━━━ DOCUMENT PASSAGE ━━━
The bendable iron arm is a martial arts way to effectively absorb a shock to the arms. To try this, hold your arms forward, curved at the elbow, and palm down. The arms are bent in a natural inward pointing curve, not rigid, so your elbows don’t “lock” . Now do the same when you hold the motorcycle, with palms down and thumbs lined up against the handle grips. Imagine your arms as “bendable iron”, so your body, arms and the handlebars form a circle, that under forward pressure bends but does not break. Your arms are the shock absorbing part of the circle. Since you never know when you will suddenly hit a pothole or an object on the road, set your arms for forward stability as a safety habit.
Sideways stability
Your arms and legs give forward and vertical stability, but what about sideways stability? Sometimes winds or ridges in the road push the bike sideways. There may be rut that pulls the bike to one side. Or you may hit an object that twists the bike. How can you straighten a sideways movement? The knee tank grip can control sideways forces on a motorcycle. With a firm hold of the handlebar, grip the tank with your knees and push your feet in. This lets you keep the bike from wobbling sideways.
How slow can you go?
Stability is how well you keep your balance and how little you wobble. With experience, you reduce the natural wavering that occurs as you ride. New riders have a lot of wobble. Skilled riders have very little. Good riding, like good wine, is smooth. Wobble is not bad – it is natural – but the less there is the better the rider.
Stability is especially evident when you start and stop the bike. A stable start means you just lift your feet and go. An unstable start involves swerves and foot dragging. A stable stop means you stop, then calmly put your feet down. An unstable stop involves feet scraping the ground while the bike is moving, with a heavy heave at the end to stop it falling over. Unstable riders tend to wear out their boots.
When you go fast, centrifugal force keeps the bike vertically stable. When you go slow that reduces, so then you find out how stable you are. Your motorcycle skill is not how fast you can go, but how slow you can go. Any fool can twist an accelerator, but to come to a complete stop, stay vertical, then calmly drop a leg, takes skill. The more stable you are, and the less you wobble and the safer you are on a motorcycle, at any speed.
The two-part hand grip
The controls of a motorcycle are sensitive, so a fraction of an inch too much or not enough can cause a crash. Especially important is the right hand, that controls both the accelerator and front brake. I keep these two functions separate, as follows:
- Accelerator Control: “Choke” the accelerator grip as far up the hand as possible, so it sits in the base of the thumb and forefinger “V”. Turning the wrist then turns the accelerator.
━━━ PROVIDED DATA ━━━
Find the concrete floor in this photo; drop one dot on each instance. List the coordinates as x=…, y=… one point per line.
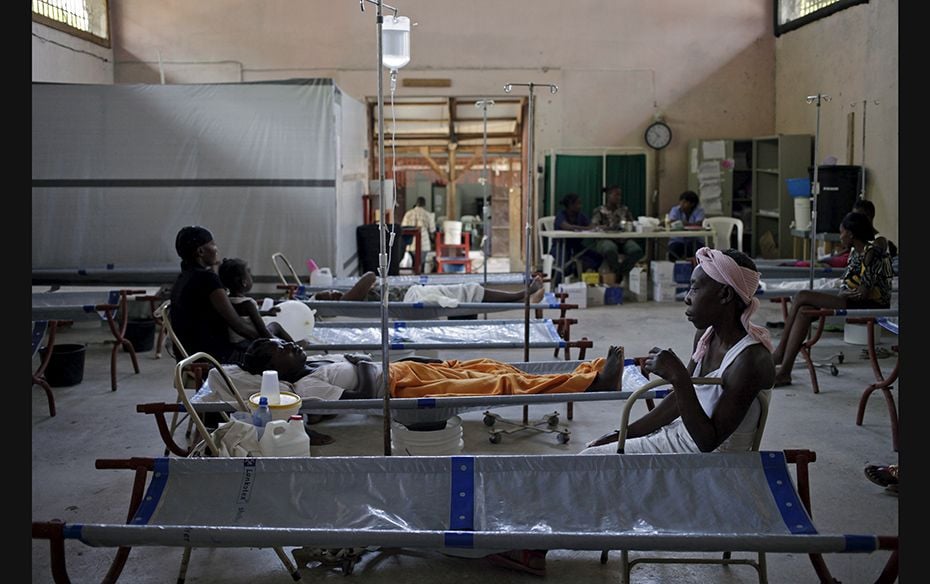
x=94, y=422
━━━
## WORK TO DO:
**a)** Answer these from the motorcycle riding passage:
(i) In the bendable iron arm, which way do the palms face?
(ii) What kind of forces does the knee tank grip control?
(iii) Which hand works both the accelerator and the front brake?
**b)** Write the next part of the motorcycle riding passage, starting after its final line.

## WRITTEN ANSWERS:
**a)**
(i) Palm down.
(ii) Sideways forces on a motorcycle.
(iii) The right hand.

**b)**
- Brake Control: The above lets your fingers pull on the front brake. To check this, with the bike running in neutral and all fingers pulling the brake lever, turn the accelerator. If you can’t do this while your fingers are braking you are doing it wrong.
I ride with my right forefinger always extended over the front brake lever. The rest of the fingers curl around the handle, but the extended right forefinger “reminds” my body where the brake lever is. The rest of the fingers follow the forefinger when needed. This is part of the “quickly engage” part of a sudden stop sequence. Meanwhile the wrist turn quite separately takes care of acceleration.
Non-visual handling
When you ride, can you operate the controls without looking? This includes front light, high/low beam, indicators and horn. Try beeping your horn without looking down at the controls (to see where the horn button is). Why do this? In a “situation” you will almost certainly be busy looking elsewhere. If you cant handle a control without looking, perhaps you wont handle it at all. When you shower, do you need to look at each part of your body to wash it? Of course not. Your kinesthetic sense based in your muscles tells you where everything is! So use this sense, which everyone has, to do things like dip the beam or press the horn. Like all things, practice until you know where each control is by touch, not by sight.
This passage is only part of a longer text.